▶ **EXCERPT PROVIDED**
Another Facebook Post, Another Fired Employee

ABC news reported yesterday about an employee fired for statements made on a social networking site – this time Facebook. The employee, Massachusetts high school teacher June Talvitie-Siple, was fired by her school district for statements she made about the community, her students and their parents. The 54-year-old teacher mistakenly thought her statements were being communicated only to her circle of friends on the popular site, not to the entire world. As others have found before her, such a misconception can be costly.

What did Talvitie-Siple say on Facebook? In one post, she referred to the students as “germ-bags,” on account of the multiple times she caught illnesses from them. She also described the community and the parents as “arrogant” and “snobby.”

Whether these are the kinds of posts that warrant termination of employment is beyond the scope of this discussion.

▶ **WORK TO COMPLETE**
1. Translate this sentence from the article about the fired teacher into Spanish: "As others have found before her, such a misconception can be costly."
2. Reproduce the part of the article about the fired teacher between "Another Facebook Post, Another" and "can be costly.", inclusive.

▶ **DATA**
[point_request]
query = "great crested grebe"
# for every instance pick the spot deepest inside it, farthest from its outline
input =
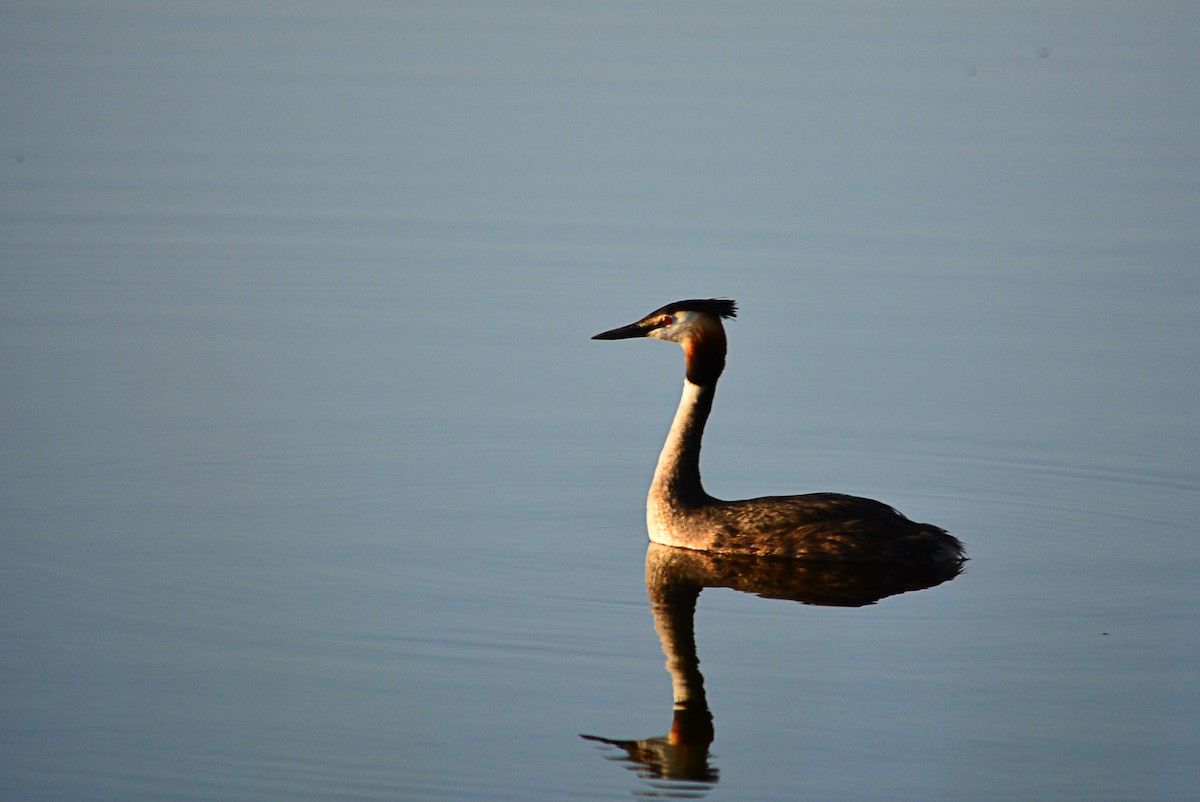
(811, 526)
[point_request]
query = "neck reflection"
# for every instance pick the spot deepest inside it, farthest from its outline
(678, 764)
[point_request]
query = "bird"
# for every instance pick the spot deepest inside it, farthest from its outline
(811, 526)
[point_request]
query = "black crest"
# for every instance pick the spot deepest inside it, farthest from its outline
(719, 306)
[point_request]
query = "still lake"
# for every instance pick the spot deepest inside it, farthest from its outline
(313, 485)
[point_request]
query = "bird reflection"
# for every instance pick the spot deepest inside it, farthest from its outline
(678, 764)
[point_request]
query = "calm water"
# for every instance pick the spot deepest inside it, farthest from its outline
(313, 485)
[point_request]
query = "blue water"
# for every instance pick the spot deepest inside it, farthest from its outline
(313, 486)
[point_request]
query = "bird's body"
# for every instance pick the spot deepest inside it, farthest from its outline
(811, 526)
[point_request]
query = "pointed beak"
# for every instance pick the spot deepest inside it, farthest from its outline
(623, 333)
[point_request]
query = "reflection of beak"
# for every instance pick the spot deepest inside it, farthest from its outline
(623, 333)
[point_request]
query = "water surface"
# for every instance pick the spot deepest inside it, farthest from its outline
(315, 486)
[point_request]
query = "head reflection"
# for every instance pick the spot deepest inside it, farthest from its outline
(678, 764)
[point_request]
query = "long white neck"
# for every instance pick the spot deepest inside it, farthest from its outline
(677, 476)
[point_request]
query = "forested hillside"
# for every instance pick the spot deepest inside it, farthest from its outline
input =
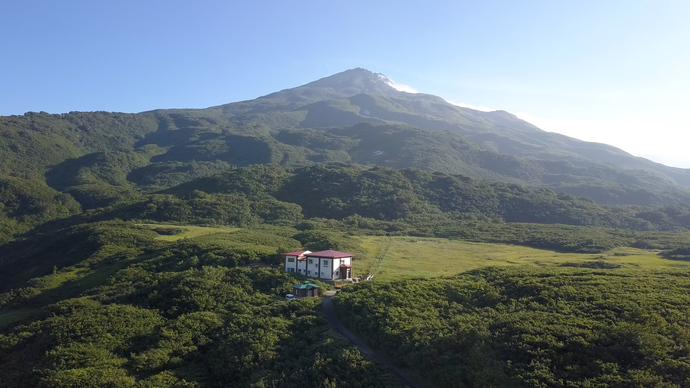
(110, 305)
(143, 250)
(526, 327)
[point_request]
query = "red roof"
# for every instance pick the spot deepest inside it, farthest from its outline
(296, 253)
(330, 253)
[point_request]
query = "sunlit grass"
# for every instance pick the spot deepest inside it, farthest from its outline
(188, 231)
(426, 257)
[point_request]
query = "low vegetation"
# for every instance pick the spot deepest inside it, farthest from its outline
(531, 327)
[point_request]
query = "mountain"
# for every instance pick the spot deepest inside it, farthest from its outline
(354, 117)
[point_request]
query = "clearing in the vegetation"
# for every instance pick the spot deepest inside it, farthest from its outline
(390, 258)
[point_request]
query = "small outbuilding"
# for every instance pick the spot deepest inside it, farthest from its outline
(306, 289)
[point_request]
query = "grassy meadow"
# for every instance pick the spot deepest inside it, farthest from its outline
(169, 232)
(389, 258)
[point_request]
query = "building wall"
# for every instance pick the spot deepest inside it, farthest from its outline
(321, 267)
(290, 266)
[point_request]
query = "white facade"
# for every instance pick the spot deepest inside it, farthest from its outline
(296, 262)
(328, 265)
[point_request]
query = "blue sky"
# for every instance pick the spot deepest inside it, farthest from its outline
(609, 71)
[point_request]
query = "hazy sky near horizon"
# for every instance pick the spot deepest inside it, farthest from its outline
(614, 72)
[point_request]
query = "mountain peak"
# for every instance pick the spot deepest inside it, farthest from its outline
(358, 81)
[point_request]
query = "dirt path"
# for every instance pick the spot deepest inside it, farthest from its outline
(368, 352)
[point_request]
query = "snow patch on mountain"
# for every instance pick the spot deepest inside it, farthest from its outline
(395, 85)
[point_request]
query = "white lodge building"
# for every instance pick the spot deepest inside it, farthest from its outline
(329, 265)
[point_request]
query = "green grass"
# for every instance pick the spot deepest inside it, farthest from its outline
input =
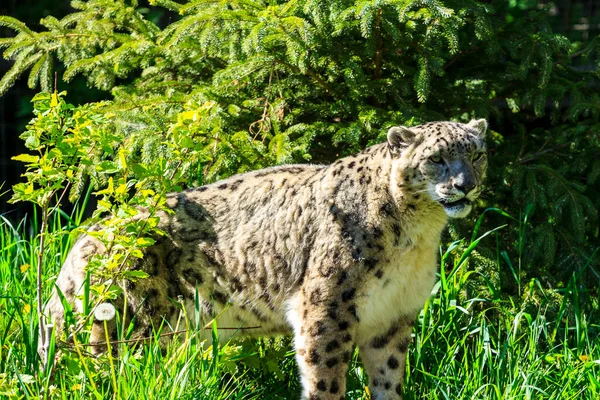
(472, 341)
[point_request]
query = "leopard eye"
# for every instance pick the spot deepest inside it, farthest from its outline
(478, 156)
(436, 159)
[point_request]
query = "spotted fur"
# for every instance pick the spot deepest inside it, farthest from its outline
(341, 255)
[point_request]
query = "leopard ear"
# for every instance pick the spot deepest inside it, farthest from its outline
(400, 136)
(480, 125)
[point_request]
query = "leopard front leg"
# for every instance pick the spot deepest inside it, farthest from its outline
(324, 323)
(384, 356)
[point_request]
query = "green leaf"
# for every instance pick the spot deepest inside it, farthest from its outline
(26, 158)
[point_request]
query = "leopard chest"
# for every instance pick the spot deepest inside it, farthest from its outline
(402, 288)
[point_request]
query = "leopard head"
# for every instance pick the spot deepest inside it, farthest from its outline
(445, 160)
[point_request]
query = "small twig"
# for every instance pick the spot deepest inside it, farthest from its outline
(149, 338)
(40, 260)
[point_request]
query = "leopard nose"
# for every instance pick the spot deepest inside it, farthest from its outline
(464, 187)
(464, 184)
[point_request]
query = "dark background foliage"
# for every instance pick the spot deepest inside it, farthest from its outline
(530, 67)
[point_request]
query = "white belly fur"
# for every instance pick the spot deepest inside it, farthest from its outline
(402, 291)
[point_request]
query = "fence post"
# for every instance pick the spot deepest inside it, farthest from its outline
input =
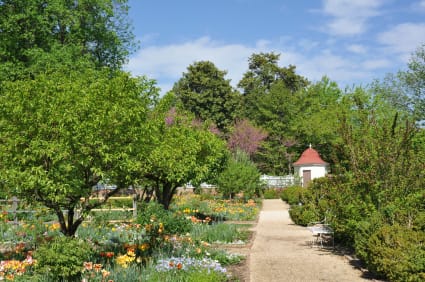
(134, 206)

▶ **SOLUTION SET**
1. Como otros descubrieron antes que ella, una idea equivocada así puede costar caro.

2.
Another Facebook Post, Another Fired Employee

ABC news reported yesterday about an employee fired for statements made on a social networking site – this time Facebook. The employee, Massachusetts high school teacher June Talvitie-Siple, was fired by her school district for statements she made about the community, her students and their parents. The 54-year-old teacher mistakenly thought her statements were being communicated only to her circle of friends on the popular site, not to the entire world. As others have found before her, such a misconception can be costly.